— START Selected excerpt —

Get the width / height of the video from H.264 NALU

Mr.Wang from Next Door picture Mr.Wang from Next Door · Aug 18, 2012 · Viewed 14.8k times · Source

I have gotten the SPS in NALU ( AVC Decoder Configuration Record ), and trying to parse the video width / height from it.

67 64 00 15 ac c8 60 20 09 6c 04 40 00 00 03 00 40 00 00 07 a3 c5 8b 67 80 

This is my code parse the SPS but gets the wrong values. pic_width_in_mbs_minus1 is 5, and pic_height_in_map_units_minus1 is 1. Actually the video is 512 X 288px

typedef struct _SequenceParameterSet
{
private:
    const unsigned char * m_pStart;
    unsigned short m_nLength;
    int m_nCurrentBit;

    unsigned int ReadBit()
    {
        ATLASSERT(m_nCurrentBit <= m_nLength * 8);
        int nIndex = m_nCurrentBit / 8;
        int nOffset = m_nCurrentBit % 8 + 1;

        m_nCurrentBit ++;
        return (m_pStart[nIndex] >> (8-nOffset)) & 0x01;
    }

    unsigned int ReadBits(int n)
    {
        int r = 0;
        int i;
        for (i = 0; i < n; i++)
        {
            r |= ( ReadBit() << ( n - i - 1 ) );
        }
        return r;
    }

    unsigned int ReadExponentialGolombCode()
    {
        int r = 0;
        int i = 0;

        while( (ReadBit() == 0) && (i < 32) )
        {
            i++;
        }
        r = ReadBits(i);
        r += (1 << i) - 1;
        return r;
    }


    unsigned int ReadSE() 
    {
        int r = ReadExponentialGolombCode();
        if (r & 0x01)
        {
            r = (r+1)/2;
        }
        else
        {
            r = -(r/2);
        }
        return r;
    }
public:

    void Parse(const unsigned char * pStart, unsigned short nLen)

— END Selected excerpt —
— START Data provided —

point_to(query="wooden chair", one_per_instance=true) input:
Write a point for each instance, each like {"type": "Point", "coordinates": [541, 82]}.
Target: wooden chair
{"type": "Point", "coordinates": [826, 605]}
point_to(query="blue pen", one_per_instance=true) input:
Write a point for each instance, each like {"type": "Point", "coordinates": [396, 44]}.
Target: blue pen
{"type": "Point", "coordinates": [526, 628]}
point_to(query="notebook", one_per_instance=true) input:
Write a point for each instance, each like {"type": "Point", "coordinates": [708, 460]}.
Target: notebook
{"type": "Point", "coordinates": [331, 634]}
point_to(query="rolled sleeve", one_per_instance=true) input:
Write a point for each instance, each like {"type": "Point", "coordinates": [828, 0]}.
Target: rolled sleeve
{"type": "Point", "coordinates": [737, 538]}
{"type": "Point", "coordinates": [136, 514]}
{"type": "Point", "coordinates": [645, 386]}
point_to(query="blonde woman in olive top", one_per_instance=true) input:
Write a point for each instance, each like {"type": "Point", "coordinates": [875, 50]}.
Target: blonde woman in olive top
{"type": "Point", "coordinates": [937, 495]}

— END Data provided —

From the H.264 thread, return the passage that starts with "unsigned int ReadBit()" and goes on through "int ReadBits(int n)", copied without any change.

Result of this exercise:
unsigned int ReadBit()
    {
        ATLASSERT(m_nCurrentBit <= m_nLength * 8);
        int nIndex = m_nCurrentBit / 8;
        int nOffset = m_nCurrentBit % 8 + 1;

        m_nCurrentBit ++;
        return (m_pStart[nIndex] >> (8-nOffset)) & 0x01;
    }

    unsigned int ReadBits(int n)